» Text to read
###

Since then, I had noticed (whether it was my imagination or not) that this friend seemed to possibly have interest in me, though he was dating his girlfriend and he's not the type to cheat or anything and despite the fact he doesn't know that I'm gay. And he never admitted to being bisexual to me, despite the fact he had confided in me many other times about other things going on in his life.

But in the end, when it seemed his relationship with his girlfriend was getting more stable he started sticking to saying he was straight, and that once his girlfriend tried to convince him he was bi but it just wasn't true.

Well, recently his girlfriend broke it off for good with him and she moved on with some guys she met online. and they've been broken up for almost a month and he's been a wreck lately. But he and I had been texting each other alot. Alot of the time he would just text me to say hi or ask what I'm doing. And once again, I started getting the feeling that he might be interested in me.

Well, last night, he, a friend of his, and I got together at my place and we got drunk, played video games and pretty much hung out. But at some point during the night (and I can't remember what possessed me to do it) I started teasing him and I put my arm around him with my hand rubbing his shoulder. Now I was wasted at the time, but he only had a couple of drinks so he had to be pretty close to sober. Now that escalated to me running my fingers through his hair, and he ended up putting his arm around me, on and off through the night we just sat on the couch either holding hands or with me having my hand on his knee or stroking his leg. And he didn't seem to mind it. I even asked him if this was okay and he said he didn't mind. And we were doing this in front of a friend of ours who didn't seem at all surprised by this.

Well 5 am rolled around and I went to bed and one of my friends crashed on the couch, the other on the floor. Well when morning finally came, I woke to the sound of my front door slamming shut and I realized that my friend and his friend both left, without saying anything.

###

» Stored data
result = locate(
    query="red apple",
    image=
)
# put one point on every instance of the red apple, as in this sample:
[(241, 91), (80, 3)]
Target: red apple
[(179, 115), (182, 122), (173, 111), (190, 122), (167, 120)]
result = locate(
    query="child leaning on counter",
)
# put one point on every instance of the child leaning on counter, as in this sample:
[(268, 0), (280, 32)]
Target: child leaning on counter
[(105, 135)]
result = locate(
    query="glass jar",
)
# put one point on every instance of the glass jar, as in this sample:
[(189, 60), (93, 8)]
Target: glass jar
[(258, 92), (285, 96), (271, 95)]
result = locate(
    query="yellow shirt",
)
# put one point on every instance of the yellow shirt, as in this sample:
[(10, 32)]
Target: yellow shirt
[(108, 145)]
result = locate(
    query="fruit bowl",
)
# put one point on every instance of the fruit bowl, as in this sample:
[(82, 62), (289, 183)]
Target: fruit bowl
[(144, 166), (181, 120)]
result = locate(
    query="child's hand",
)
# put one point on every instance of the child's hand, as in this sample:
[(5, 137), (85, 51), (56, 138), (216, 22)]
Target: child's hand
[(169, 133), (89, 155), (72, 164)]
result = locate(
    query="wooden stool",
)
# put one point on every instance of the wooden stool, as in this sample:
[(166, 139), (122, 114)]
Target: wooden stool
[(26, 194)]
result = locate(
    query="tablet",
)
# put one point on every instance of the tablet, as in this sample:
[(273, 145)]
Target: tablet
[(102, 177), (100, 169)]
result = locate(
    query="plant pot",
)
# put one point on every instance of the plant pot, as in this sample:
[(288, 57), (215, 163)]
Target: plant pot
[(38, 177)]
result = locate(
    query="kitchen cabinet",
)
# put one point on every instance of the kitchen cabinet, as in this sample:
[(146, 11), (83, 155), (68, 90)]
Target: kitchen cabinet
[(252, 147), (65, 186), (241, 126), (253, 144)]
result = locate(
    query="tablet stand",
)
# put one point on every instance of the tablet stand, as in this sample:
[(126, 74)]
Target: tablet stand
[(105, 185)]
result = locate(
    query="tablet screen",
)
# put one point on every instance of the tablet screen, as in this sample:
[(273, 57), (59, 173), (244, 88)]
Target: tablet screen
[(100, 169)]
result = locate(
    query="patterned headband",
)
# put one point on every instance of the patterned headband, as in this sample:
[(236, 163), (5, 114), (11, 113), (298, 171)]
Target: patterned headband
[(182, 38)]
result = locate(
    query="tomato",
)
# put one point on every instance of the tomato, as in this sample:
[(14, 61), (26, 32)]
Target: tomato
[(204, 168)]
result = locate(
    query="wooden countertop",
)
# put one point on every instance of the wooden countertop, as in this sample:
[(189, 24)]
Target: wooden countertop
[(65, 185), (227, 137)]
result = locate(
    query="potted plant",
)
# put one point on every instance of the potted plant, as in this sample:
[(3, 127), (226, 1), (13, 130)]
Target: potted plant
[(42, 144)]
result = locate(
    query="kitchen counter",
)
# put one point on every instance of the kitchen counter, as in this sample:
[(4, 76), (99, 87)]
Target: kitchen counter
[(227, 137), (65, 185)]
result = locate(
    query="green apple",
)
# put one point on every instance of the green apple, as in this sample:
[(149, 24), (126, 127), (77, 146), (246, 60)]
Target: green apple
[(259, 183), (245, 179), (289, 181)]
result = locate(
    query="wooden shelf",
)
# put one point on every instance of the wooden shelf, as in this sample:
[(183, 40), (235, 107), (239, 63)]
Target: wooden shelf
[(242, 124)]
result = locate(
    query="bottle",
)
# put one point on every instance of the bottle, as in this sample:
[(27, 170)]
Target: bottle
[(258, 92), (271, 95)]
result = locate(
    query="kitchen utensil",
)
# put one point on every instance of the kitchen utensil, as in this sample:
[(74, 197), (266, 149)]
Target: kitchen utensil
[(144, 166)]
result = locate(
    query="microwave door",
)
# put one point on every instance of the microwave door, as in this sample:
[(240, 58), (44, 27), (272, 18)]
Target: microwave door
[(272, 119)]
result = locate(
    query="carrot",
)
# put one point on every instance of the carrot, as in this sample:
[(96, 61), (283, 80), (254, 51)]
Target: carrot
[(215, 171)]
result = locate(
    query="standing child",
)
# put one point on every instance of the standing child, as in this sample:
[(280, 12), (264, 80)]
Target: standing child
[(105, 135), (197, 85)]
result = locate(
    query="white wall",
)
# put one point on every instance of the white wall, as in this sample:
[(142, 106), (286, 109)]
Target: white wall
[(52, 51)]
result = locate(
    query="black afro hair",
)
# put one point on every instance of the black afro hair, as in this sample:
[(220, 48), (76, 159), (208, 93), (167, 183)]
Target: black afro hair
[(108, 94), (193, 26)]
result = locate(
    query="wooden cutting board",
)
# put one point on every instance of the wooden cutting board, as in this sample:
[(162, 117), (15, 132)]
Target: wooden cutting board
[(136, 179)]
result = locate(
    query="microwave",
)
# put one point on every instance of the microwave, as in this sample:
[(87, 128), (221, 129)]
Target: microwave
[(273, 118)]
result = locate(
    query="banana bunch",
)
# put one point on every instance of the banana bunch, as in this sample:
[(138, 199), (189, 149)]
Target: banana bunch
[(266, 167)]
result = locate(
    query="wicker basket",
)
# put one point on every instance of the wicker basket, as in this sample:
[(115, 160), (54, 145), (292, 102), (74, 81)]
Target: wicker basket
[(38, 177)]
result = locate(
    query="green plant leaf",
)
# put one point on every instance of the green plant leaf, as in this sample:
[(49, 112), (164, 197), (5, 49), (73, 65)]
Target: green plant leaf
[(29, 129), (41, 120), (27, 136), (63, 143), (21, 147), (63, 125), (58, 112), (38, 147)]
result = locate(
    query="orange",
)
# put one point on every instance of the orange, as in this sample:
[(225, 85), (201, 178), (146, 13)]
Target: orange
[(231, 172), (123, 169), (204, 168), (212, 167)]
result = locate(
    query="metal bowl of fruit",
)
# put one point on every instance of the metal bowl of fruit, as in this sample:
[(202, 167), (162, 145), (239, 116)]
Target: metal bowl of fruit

###

» Instructions
- a) Rewrite the story between "Well 5 am rolled" and "without saying anything.", inclusive, substituting "rug" for "floor".
- b) Render the lines of the stored data listing as a JSON list of strings, one string per line with blank lines left out. Include only the lines from the start of the listing through the line holding "[(105, 185)]", inclusive.

» Full answers
- a)
Well 5 am rolled around and I went to bed and one of my friends crashed on the couch, the other on the rug. Well when morning finally came, I woke to the sound of my front door slamming shut and I realized that my friend and his friend both left, without saying anything.

- b)
[
  "result = locate(",
  "    query=\"red apple\",",
  "    image=",
  ")",
  "# put one point on every instance of the red apple, as in this sample:",
  "[(241, 91), (80, 3)]",
  "Target: red apple",
  "[(179, 115), (182, 122), (173, 111), (190, 122), (167, 120)]",
  "result = locate(",
  "    query=\"child leaning on counter\",",
  ")",
  "# put one point on every instance of the child leaning on counter, as in this sample:",
  "[(268, 0), (280, 32)]",
  "Target: child leaning on counter",
  "[(105, 135)]",
  "result = locate(",
  "    query=\"glass jar\",",
  ")",
  "# put one point on every instance of the glass jar, as in this sample:",
  "[(189, 60), (93, 8)]",
  "Target: glass jar",
  "[(258, 92), (285, 96), (271, 95)]",
  "result = locate(",
  "    query=\"yellow shirt\",",
  ")",
  "# put one point on every instance of the yellow shirt, as in this sample:",
  "[(10, 32)]",
  "Target: yellow shirt",
  "[(108, 145)]",
  "result = locate(",
  "    query=\"fruit bowl\",",
  ")",
  "# put one point on every instance of the fruit bowl, as in this sample:",
  "[(82, 62), (289, 183)]",
  "Target: fruit bowl",
  "[(144, 166), (181, 120)]",
  "result = locate(",
  "    query=\"child's hand\",",
  ")",
  "# put one point on every instance of the child's hand, as in this sample:",
  "[(5, 137), (85, 51), (56, 138), (216, 22)]",
  "Target: child's hand",
  "[(169, 133), (89, 155), (72, 164)]",
  "result = locate(",
  "    query=\"wooden stool\",",
  ")",
  "# put one point on every instance of the wooden stool, as in this sample:",
  "[(166, 139), (122, 114)]",
  "Target: wooden stool",
  "[(26, 194)]",
  "result = locate(",
  "    query=\"tablet\",",
  ")",
  "# put one point on every instance of the tablet, as in this sample:",
  "[(273, 145)]",
  "Target: tablet",
  "[(102, 177), (100, 169)]",
  "result = locate(",
  "    query=\"plant pot\",",
  ")",
  "# put one point on every instance of the plant pot, as in this sample:",
  "[(288, 57), (215, 163)]",
  "Target: plant pot",
  "[(38, 177)]",
  "result = locate(",
  "    query=\"kitchen cabinet\",",
  ")",
  "# put one point on every instance of the kitchen cabinet, as in this sample:",
  "[(146, 11), (83, 155), (68, 90)]",
  "Target: kitchen cabinet",
  "[(252, 147), (65, 186), (241, 126), (253, 144)]",
  "result = locate(",
  "    query=\"tablet stand\",",
  ")",
  "# put one point on every instance of the tablet stand, as in this sample:",
  "[(126, 74)]",
  "Target: tablet stand",
  "[(105, 185)]"
]